(Records of labeled points)

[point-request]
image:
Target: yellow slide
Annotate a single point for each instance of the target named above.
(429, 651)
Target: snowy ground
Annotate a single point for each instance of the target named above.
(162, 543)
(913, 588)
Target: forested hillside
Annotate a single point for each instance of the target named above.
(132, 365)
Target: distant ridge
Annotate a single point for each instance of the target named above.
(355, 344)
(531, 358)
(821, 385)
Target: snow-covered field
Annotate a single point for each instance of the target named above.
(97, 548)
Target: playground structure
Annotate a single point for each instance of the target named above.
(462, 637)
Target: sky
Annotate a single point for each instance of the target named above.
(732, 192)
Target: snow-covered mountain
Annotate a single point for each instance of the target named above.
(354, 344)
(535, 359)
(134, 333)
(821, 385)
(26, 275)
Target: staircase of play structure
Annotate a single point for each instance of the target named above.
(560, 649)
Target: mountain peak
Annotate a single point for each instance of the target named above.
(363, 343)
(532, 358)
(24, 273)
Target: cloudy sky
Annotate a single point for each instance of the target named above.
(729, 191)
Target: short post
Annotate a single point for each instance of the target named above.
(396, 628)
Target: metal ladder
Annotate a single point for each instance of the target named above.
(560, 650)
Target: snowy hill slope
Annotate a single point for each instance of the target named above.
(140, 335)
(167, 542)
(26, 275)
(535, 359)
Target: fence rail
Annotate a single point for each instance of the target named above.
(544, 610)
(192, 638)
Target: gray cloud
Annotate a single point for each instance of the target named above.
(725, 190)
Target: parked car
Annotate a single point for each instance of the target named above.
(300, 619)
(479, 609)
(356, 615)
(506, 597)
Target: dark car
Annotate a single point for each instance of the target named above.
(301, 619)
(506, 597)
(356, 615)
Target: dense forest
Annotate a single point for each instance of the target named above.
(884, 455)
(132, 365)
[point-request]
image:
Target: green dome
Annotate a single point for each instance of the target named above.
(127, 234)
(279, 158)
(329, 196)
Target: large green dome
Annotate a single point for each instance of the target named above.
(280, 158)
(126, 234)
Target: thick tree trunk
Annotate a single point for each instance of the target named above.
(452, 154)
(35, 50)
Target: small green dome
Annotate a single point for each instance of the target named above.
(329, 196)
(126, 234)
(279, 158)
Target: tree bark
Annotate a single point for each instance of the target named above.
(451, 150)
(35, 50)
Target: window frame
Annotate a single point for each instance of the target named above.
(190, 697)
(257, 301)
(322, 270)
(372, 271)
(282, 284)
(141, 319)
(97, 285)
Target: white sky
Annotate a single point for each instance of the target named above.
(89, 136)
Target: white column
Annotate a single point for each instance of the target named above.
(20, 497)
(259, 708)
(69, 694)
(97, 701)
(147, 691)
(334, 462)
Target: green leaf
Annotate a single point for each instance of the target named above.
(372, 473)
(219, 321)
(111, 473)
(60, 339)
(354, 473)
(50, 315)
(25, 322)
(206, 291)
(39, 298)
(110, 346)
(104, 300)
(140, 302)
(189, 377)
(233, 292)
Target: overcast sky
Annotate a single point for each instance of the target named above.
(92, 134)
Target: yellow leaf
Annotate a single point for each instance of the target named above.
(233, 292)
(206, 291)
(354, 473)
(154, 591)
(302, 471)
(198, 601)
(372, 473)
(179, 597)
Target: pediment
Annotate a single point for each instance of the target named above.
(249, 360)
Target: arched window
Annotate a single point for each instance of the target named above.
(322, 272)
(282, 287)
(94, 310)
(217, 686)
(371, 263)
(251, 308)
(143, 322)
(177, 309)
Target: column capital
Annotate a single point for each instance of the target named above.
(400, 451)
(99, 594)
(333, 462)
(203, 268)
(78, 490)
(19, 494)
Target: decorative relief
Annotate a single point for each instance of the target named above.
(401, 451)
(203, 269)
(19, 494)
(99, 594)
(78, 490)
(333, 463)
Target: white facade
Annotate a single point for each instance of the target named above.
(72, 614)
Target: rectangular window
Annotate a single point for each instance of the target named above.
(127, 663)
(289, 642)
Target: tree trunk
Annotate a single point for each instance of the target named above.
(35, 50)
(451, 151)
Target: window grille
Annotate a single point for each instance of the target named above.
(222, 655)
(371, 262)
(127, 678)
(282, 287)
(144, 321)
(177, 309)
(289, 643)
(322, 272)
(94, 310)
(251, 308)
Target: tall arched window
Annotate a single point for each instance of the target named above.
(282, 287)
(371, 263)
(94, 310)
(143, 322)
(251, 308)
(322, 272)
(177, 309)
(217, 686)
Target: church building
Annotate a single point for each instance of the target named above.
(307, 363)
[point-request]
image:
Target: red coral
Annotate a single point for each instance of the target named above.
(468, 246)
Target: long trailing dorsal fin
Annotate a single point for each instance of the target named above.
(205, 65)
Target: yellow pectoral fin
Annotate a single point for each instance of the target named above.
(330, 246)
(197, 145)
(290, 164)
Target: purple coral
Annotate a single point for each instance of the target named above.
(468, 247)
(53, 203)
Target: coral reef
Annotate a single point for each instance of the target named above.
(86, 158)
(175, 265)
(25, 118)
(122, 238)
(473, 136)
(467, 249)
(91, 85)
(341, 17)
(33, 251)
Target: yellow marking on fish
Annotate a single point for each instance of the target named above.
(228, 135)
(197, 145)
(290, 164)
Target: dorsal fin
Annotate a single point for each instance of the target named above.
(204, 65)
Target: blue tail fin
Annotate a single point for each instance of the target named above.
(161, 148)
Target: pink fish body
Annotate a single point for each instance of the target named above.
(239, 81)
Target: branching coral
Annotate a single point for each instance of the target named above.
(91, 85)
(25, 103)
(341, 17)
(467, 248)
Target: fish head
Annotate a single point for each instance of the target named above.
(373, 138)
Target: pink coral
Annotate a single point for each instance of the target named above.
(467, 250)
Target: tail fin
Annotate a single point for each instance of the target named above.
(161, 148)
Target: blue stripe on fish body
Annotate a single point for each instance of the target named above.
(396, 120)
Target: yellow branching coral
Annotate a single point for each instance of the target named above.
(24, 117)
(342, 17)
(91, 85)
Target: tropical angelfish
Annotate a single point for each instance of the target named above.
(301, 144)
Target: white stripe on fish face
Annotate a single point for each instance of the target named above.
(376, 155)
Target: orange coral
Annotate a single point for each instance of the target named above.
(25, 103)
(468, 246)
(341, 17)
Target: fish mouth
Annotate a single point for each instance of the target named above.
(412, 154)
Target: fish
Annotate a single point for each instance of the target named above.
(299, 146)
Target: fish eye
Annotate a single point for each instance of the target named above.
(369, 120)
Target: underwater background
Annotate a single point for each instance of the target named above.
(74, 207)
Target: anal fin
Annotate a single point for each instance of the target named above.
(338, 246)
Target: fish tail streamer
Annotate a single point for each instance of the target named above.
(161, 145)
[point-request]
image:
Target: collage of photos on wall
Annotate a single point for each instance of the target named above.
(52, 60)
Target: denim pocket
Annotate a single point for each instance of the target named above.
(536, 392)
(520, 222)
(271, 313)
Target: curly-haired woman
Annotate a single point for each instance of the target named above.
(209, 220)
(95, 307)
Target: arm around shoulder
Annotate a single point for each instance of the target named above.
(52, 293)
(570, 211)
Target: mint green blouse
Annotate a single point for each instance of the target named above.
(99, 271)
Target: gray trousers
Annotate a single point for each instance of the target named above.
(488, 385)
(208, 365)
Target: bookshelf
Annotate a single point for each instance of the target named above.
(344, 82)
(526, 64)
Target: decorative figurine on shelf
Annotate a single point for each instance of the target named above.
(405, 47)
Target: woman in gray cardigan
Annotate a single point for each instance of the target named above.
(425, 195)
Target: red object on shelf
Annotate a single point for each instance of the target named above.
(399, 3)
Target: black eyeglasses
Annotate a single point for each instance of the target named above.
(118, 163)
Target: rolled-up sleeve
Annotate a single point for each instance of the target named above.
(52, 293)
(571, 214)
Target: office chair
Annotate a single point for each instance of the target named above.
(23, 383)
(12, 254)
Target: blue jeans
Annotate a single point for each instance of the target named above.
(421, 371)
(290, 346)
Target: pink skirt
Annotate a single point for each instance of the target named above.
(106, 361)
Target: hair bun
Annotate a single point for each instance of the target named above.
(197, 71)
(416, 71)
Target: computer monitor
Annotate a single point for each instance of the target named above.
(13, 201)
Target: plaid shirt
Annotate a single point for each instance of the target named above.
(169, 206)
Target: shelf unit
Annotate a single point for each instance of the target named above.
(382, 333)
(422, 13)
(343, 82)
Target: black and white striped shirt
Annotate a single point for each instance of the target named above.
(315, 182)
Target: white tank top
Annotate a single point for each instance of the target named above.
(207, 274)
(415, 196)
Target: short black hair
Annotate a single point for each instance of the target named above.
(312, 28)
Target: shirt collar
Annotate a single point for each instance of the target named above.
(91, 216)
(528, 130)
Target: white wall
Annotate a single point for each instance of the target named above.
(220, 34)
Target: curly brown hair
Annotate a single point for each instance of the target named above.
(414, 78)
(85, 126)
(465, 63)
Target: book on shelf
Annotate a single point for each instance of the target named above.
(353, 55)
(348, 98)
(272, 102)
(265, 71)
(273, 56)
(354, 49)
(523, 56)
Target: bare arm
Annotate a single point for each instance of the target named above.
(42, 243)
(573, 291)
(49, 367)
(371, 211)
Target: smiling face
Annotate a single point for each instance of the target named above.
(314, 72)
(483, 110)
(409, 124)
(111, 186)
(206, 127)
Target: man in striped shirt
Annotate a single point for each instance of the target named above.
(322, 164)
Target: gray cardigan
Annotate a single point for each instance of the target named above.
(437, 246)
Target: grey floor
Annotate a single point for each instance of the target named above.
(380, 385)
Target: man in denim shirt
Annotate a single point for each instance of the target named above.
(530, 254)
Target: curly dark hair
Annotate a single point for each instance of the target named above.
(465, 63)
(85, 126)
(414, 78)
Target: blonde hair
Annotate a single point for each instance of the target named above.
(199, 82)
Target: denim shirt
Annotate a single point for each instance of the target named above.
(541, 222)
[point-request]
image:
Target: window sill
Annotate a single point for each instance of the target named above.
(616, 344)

__WORK TO BE COMPLETED__. Copy, character for character, the lines from the line that holds "Target: man in striped shirt" through the final line of the records above.

__SOLUTION__.
Target: man in striped shirt
Annotate a single point for each instance of the target named above.
(322, 164)
Target: gray cardigan
Annotate a single point for each instance of the target named above.
(437, 246)
Target: grey floor
Annotate a single point for each instance of the target named above.
(380, 385)
Target: man in denim shirt
Annotate a single point for each instance of the target named above.
(530, 254)
Target: curly dark hair
Annotate a single point for each instance of the target named above.
(465, 63)
(85, 126)
(414, 78)
Target: blonde hair
Annotate a single point for each instance of the target named above.
(199, 82)
Target: denim shirt
Annotate a single point for each instance of the target named above.
(541, 222)
[point-request]
image:
Target: window sill
Annotate a single point for each instance of the target named above.
(616, 344)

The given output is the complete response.